▸ **EXERCISE REQUIREMENTS**
Return every line of the entries below that contains the string "lens".

[Records]
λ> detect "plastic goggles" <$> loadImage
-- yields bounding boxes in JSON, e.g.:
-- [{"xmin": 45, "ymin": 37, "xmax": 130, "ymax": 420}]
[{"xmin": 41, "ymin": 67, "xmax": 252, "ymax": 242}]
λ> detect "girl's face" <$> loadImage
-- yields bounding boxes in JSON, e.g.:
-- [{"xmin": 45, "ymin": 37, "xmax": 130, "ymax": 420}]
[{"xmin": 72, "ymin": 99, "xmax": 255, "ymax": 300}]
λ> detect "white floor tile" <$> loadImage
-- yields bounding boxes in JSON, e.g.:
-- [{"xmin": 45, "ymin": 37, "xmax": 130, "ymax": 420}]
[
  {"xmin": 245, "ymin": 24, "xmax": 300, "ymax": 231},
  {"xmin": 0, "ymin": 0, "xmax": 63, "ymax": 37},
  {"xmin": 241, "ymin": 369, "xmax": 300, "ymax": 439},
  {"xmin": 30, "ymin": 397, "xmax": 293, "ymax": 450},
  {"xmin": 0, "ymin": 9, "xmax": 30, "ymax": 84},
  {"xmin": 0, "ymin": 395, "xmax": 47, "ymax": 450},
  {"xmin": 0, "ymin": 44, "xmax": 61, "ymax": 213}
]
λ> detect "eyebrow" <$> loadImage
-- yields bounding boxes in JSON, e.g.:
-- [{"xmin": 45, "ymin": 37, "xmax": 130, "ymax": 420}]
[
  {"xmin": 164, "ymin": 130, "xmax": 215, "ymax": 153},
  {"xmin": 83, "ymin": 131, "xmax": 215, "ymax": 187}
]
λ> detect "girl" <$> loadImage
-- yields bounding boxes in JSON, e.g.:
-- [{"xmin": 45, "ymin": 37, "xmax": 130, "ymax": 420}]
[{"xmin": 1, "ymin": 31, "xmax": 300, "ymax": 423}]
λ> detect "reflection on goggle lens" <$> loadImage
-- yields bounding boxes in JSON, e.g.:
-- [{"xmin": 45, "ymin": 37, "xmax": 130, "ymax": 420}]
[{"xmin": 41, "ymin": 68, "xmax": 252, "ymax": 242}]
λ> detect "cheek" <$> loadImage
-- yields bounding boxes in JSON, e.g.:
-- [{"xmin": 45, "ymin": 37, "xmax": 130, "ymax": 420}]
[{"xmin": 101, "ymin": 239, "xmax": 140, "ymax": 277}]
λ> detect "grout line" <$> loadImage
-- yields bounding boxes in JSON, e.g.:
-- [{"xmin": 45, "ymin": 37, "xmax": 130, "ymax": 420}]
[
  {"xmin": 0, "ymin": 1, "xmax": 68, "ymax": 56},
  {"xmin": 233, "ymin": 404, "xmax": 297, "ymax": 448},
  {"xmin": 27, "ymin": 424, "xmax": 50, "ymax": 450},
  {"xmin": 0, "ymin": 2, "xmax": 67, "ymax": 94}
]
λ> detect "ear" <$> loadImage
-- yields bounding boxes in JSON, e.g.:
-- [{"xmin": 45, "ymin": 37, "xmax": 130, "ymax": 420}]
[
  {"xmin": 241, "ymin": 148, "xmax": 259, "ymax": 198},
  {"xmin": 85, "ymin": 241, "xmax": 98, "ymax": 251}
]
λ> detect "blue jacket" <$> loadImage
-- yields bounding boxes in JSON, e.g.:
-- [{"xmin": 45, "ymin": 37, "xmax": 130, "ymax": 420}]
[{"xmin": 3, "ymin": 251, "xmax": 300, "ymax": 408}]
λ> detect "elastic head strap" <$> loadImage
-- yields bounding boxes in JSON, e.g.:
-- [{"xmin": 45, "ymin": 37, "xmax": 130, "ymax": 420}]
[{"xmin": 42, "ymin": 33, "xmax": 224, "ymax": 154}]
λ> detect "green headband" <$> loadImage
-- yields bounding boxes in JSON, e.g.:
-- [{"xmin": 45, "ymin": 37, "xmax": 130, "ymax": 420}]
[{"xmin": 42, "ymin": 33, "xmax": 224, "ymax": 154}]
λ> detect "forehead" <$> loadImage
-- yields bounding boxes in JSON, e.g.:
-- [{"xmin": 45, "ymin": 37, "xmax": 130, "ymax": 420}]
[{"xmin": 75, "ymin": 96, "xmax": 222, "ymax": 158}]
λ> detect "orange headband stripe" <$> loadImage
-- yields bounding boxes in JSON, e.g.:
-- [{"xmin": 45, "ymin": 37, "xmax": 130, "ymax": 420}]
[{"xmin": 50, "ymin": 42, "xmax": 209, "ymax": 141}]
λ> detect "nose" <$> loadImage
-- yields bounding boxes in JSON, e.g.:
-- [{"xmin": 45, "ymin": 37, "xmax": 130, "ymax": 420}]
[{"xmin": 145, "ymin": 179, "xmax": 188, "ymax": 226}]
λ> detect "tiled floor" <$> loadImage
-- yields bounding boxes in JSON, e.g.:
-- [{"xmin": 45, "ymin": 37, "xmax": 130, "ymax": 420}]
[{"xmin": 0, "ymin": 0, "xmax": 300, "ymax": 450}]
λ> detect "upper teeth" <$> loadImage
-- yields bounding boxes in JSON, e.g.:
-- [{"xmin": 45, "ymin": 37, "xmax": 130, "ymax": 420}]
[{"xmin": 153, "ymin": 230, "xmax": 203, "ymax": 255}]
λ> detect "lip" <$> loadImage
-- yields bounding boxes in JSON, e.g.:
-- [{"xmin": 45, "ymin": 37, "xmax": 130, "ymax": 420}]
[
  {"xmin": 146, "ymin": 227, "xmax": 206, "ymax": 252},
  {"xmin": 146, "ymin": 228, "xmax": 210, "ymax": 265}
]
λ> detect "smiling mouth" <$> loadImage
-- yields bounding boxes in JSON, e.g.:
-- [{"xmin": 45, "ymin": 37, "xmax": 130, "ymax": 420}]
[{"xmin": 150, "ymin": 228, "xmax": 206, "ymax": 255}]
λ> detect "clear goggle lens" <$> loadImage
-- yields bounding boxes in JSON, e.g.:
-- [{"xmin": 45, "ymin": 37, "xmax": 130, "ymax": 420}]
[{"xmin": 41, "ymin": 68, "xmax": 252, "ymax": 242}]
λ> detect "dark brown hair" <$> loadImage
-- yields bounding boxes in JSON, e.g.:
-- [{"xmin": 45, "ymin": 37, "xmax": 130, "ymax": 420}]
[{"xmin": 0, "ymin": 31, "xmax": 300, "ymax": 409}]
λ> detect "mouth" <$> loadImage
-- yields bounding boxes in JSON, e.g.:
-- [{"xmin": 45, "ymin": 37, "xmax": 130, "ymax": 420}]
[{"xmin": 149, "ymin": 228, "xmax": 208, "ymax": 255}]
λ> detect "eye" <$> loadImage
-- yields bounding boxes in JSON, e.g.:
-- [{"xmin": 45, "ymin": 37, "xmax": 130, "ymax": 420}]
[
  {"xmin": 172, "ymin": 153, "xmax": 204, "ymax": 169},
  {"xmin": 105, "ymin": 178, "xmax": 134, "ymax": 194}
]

---

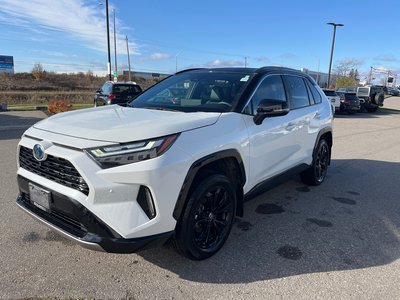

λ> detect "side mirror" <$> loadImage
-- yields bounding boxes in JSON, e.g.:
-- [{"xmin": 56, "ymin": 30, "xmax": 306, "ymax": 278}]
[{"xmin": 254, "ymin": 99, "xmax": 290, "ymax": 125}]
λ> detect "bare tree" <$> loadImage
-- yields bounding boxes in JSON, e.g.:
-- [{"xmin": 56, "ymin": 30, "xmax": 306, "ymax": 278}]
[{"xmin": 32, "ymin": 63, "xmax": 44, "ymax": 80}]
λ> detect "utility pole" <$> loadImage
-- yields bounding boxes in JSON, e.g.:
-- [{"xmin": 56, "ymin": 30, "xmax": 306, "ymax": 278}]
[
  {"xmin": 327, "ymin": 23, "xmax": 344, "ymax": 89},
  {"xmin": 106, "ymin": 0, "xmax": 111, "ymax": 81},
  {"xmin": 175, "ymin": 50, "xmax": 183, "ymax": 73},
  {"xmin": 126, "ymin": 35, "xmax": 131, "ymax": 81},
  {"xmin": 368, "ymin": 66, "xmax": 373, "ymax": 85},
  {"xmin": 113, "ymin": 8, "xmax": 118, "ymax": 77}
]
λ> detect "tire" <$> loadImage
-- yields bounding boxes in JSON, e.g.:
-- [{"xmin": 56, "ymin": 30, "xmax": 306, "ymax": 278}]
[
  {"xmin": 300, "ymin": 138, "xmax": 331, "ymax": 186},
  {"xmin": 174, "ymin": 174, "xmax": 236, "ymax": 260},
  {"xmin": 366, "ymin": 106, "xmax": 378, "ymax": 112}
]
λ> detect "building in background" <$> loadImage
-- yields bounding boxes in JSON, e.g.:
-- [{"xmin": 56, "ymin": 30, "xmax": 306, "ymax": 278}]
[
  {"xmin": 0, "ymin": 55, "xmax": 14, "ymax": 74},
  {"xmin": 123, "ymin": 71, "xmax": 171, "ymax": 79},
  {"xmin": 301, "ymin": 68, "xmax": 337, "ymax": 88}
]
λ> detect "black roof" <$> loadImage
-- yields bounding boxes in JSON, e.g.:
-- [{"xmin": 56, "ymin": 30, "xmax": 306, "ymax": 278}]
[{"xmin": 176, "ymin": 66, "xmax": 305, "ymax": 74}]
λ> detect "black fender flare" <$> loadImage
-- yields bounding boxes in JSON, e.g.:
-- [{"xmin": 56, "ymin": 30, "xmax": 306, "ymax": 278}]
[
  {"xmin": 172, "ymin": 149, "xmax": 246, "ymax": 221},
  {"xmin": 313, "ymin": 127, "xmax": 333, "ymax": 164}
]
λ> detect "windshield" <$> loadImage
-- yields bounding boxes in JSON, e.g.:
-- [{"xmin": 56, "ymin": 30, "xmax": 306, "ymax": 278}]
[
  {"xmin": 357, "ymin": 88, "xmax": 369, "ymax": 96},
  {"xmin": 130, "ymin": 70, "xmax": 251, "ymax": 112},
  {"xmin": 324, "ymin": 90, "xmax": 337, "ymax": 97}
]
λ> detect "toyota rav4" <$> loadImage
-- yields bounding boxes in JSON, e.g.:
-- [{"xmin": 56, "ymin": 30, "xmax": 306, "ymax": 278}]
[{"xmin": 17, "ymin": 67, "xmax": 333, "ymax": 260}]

▸ **TASK RESPONSE**
λ> detect "reflection on goggle lens" <$> loadImage
λ> detect "clear goggle lens" <$> loadImage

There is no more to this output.